■ Supplied entries:
* * * *
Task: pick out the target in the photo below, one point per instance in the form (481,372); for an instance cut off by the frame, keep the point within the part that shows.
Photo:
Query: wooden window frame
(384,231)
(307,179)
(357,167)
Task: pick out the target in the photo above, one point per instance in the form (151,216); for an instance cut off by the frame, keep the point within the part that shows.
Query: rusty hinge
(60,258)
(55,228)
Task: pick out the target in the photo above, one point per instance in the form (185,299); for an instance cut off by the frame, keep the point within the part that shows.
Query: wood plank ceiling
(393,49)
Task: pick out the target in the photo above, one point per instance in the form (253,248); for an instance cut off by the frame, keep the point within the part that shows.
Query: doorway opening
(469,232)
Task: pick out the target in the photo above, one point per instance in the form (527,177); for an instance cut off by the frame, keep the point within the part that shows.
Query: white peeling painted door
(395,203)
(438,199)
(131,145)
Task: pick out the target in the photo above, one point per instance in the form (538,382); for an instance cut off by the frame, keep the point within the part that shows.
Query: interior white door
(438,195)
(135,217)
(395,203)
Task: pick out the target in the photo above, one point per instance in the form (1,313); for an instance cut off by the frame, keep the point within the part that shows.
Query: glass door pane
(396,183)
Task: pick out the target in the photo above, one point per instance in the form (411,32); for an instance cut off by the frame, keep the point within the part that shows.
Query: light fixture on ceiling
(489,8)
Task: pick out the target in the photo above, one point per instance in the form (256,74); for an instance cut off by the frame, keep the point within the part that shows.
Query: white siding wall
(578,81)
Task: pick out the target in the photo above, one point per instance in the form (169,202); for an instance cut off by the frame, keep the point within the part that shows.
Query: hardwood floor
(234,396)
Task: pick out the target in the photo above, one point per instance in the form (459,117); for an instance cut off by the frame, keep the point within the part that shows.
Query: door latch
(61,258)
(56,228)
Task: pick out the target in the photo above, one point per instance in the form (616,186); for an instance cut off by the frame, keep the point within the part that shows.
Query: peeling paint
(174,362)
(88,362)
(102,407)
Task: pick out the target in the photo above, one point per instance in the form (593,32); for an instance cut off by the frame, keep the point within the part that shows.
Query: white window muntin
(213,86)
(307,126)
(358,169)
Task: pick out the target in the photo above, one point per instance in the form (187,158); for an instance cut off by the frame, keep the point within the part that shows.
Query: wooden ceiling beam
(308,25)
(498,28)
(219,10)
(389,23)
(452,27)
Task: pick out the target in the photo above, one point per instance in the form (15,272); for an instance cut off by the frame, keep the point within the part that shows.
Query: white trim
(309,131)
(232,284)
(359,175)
* * * *
■ Exercise requirements: Your response must repeat the entries above exactly, in full.

■ Solution to the problem:
Task: pick out the target in the photo below, one point per instance in the form (481,372); for an instance cut off by the frame, keep the point within the part that shows.
Photo:
Query: wooden window frame
(384,231)
(307,179)
(357,167)
Task: pick out the target in the photo above, one point per instance in the form (151,216); for an instance cut off by the frame, keep the point within the part that shows.
Query: rusty hinge
(60,258)
(55,228)
Task: pick out the target in the photo above, one point per instance in the form (185,299); for an instance cut off by the frame, keep the point within the part that shows.
Query: wood plank ceiling
(393,49)
Task: pick out the target in the photo above, one point per instance in the form (253,248); for an instance cut off by the frame, keep the point within the part that shows.
Query: doorway opening
(469,232)
Task: pick out the target in the photo above, one point per instance in the form (527,177); for an instance cut off by the frame, keep the point within the part that shows.
Query: white peeling painted door
(395,203)
(438,199)
(131,145)
Task: pick out the target in the photo above, one point per instance in the form (538,382); for an instance cut off by the frame, keep the point within the part that shows.
Query: interior white door
(438,195)
(135,217)
(395,203)
Task: pick out the target in the photo above, one point per instance in the form (1,313); for an instance cut off by the frame, keep the point within the part that shows.
Query: glass door pane
(396,183)
Task: pick out the target in the photo above, one point per instance in the form (411,32); for an instance cut off by the frame, keep the point within the part that shows.
Query: light fixture on ceiling
(489,8)
Task: pick out the target in the photo above, one point per instance in the form (256,74); for an instance cut off by the frame, keep the point within the part that shows.
Query: white siding wall
(578,81)
Task: pick out the target in the photo above, one point per instance in the form (169,202); for an instance cut off by the frame, keep the point within the part that shows.
Query: hardwood floor
(234,396)
Task: pick out the target in the photo above, one point per instance in the form (459,117); for an instance cut off by the frame, keep the point within the part that shows.
Query: door latch
(61,258)
(56,228)
Task: pick out the target in the photo above, one point per instance in the form (616,186); for an instance cut off by the frame, keep the point within the part that shows.
Query: peeling paint
(174,362)
(88,362)
(102,407)
Task: pick out the target in the photo above, one point per instance in the form (593,32); for an instance cut off by the frame, keep the point within the part that shows.
Query: white window muntin
(213,86)
(307,126)
(358,169)
Task: pick out the target in the photo above, one point per instance in the form (187,158); for an instance cut off by the frame, keep the point within the part that shows.
Query: wooden ceiling beam
(308,25)
(498,28)
(219,10)
(389,23)
(452,27)
Task: pick out the target in the photo above, one point per instance in the form (15,272); for an instance cut off by the frame, keep the point within the part that shows.
Query: white trim
(309,131)
(232,284)
(359,175)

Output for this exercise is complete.